- Text extract -
—————

From: Paul E. McKenney
Date: Sat Nov 05 2022 - 16:32:58 EST


On Sat, Nov 05, 2022 at 03:03:14PM +0800, Leizhen (ThunderTown) wrote:
> On 2022/11/5 9:58, Elliott, Robert (Servers) wrote:

[ . . . ]

> >> +int rcu_cpu_stall_cputime __read_mostly =
> >> IS_ENABLED(CONFIG_RCU_CPU_STALL_CPUTIME);
> >
> > As a config option and module parameter, adding some more
> > instrumentation overhead might be worthwhile for other
> > likely causes of rcu stalls.
> >
> > For example, if enabled, have these functions (if available
> > on the architecture) maintain a per-CPU running count of
> > their invocations, which also cause the CPU to be unavailable
> > for rcu:
> > - kernel_fpu_begin() calls - FPU/SIMD context preservation,
> > which also calls preempt_disable()
> > - preempt_disable() calls - scheduler context switches disabled
> > - local_irq_save() calls - interrupts disabled
> > - cond_resched() calls - lack of these is a problem
> >
> > For kernel_fpu_begin and preempt_disable, knowing if it is
> > currently blocked for those reasons is probably the most
> > helpful.

—————

- Provided information -

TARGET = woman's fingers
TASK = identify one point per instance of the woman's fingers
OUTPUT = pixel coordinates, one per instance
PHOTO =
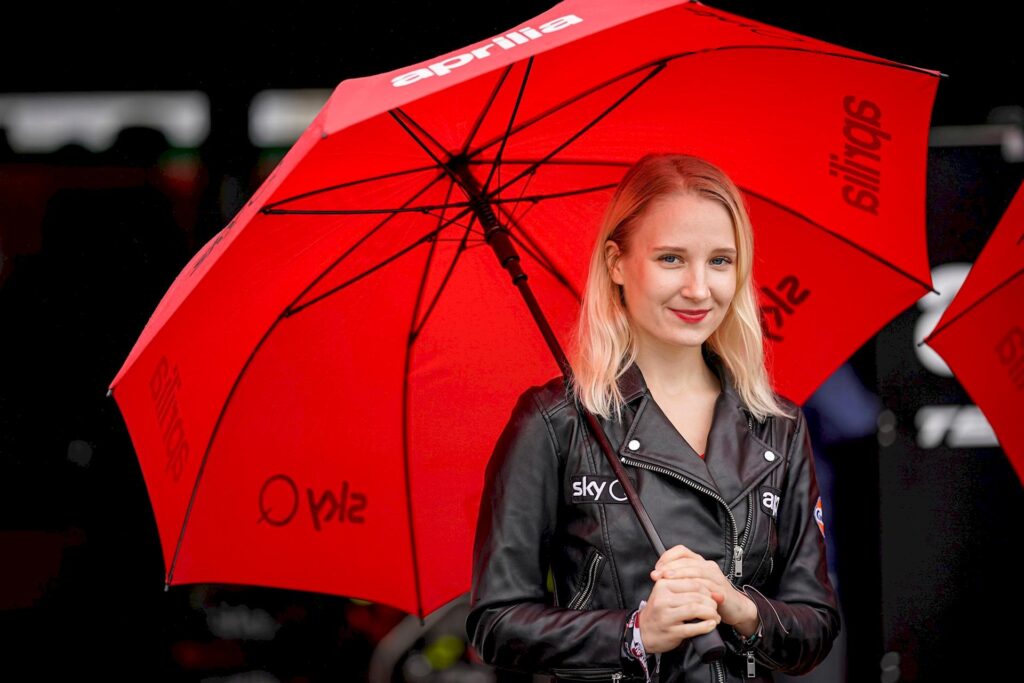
(687, 607)
(685, 566)
(686, 586)
(674, 553)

—————

- The problem -
From the RCU stall reply above, copy out the passage from "On Sat, Nov" up to and including "of rcu stalls.".

- Solved problem -
On Sat, Nov 05, 2022 at 03:03:14PM +0800, Leizhen (ThunderTown) wrote:
> On 2022/11/5 9:58, Elliott, Robert (Servers) wrote:

[ . . . ]

> >> +int rcu_cpu_stall_cputime __read_mostly =
> >> IS_ENABLED(CONFIG_RCU_CPU_STALL_CPUTIME);
> >
> > As a config option and module parameter, adding some more
> > instrumentation overhead might be worthwhile for other
> > likely causes of rcu stalls.